| Direction |
Reproduce the data below verbatim, line by line, and omit the pictures from your copy.
********
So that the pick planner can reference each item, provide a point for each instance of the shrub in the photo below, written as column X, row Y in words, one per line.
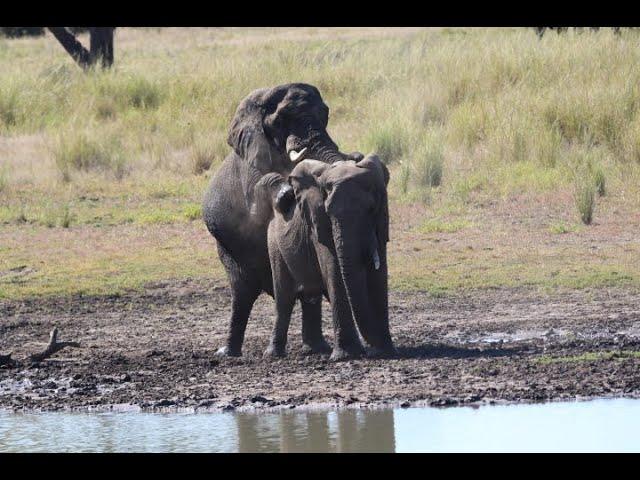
column 389, row 141
column 599, row 180
column 585, row 198
column 428, row 163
********
| Result |
So that the pick planner can reference each item, provide a point for each instance of the shrub in the photo below, written as column X, row Y in words, one per line.
column 389, row 141
column 599, row 180
column 585, row 198
column 428, row 163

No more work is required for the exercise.